Passage provided:
_ _ _ _
How to get a master’s degree with a mop

Jesse Sparks, of Cambridge, Mass., could have done what a lot of college football players might do when the football program at their school was dropped: go somewhere else.

But Sparks stayed at Northeastern University, which agreed to honor his scholarship even without a football program. He wanted an education.

He graduated with a degree in criminal justice, took the civil service exams, and couldn’t find a job in the business. He took a job at his old high school as a janitor, the Boston Globe says.

“I was at the top of the high school food chain,” Sparks said, “and now I was back cleaning toilets.”

A high school guidance counselor said it was embarrassing for him, but he saw how he was with the kids and thought he might be a role model that could teach kids the perils of thinking sports is their future.

He enrolled at Lesley University in Cambridge, pursuing a master’s degree, and he intended to pay his own way. No student debt, the Globe says.

So he kept the custodial job, lived with his mother and portioned out his paychecks toward an installment plan at Lesley — sometimes nearly three quarters of his monthly earnings. He spent mornings as a counseling intern at Rindge and Latin, and afternoons and evenings cleaning the high school, eating up vacation time to leave his shift early for night classes. He put another $500 a year — a full week’s pay — toward an annual scholarship for the Rindge and Latin senior who wrote the best essay about overcoming adversity.
_ _ _ _
Supplied records:
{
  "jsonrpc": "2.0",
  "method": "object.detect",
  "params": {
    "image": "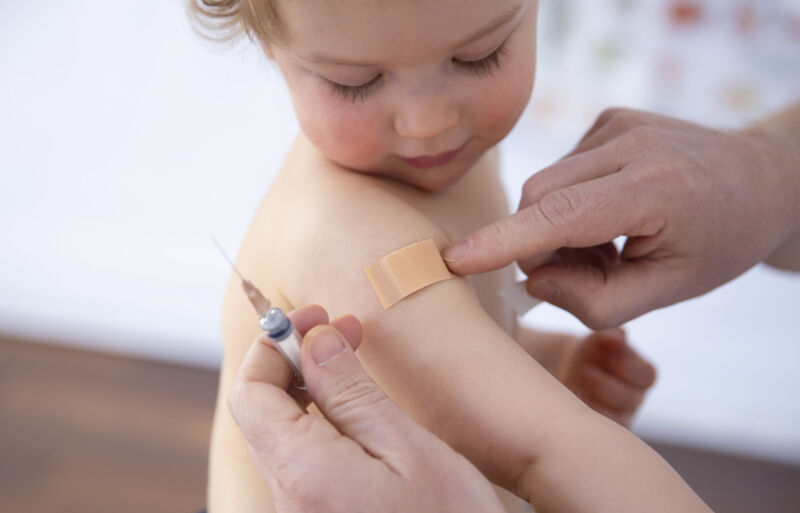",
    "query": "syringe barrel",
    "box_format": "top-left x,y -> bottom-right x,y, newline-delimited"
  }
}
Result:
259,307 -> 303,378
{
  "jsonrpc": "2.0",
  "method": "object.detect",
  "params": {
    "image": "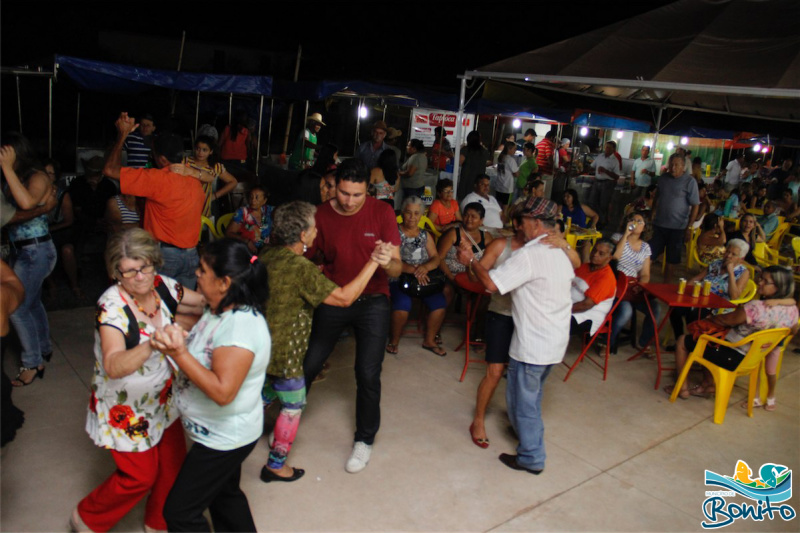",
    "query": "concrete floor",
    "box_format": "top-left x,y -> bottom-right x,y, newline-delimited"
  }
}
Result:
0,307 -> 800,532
_ _ _ _
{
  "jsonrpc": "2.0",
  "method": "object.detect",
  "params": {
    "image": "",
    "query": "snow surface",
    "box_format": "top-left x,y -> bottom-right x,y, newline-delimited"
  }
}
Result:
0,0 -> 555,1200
_ _ _ _
Copy the article about Jesse Sparks from "How to get a" to "is their future.", swapping "janitor" for "custodian".

Response below:
How to get a master’s degree with a mop

Jesse Sparks, of Cambridge, Mass., could have done what a lot of college football players might do when the football program at their school was dropped: go somewhere else.

But Sparks stayed at Northeastern University, which agreed to honor his scholarship even without a football program. He wanted an education.

He graduated with a degree in criminal justice, took the civil service exams, and couldn’t find a job in the business. He took a job at his old high school as a custodian, the Boston Globe says.

“I was at the top of the high school food chain,” Sparks said, “and now I was back cleaning toilets.”

A high school guidance counselor said it was embarrassing for him, but he saw how he was with the kids and thought he might be a role model that could teach kids the perils of thinking sports is their future.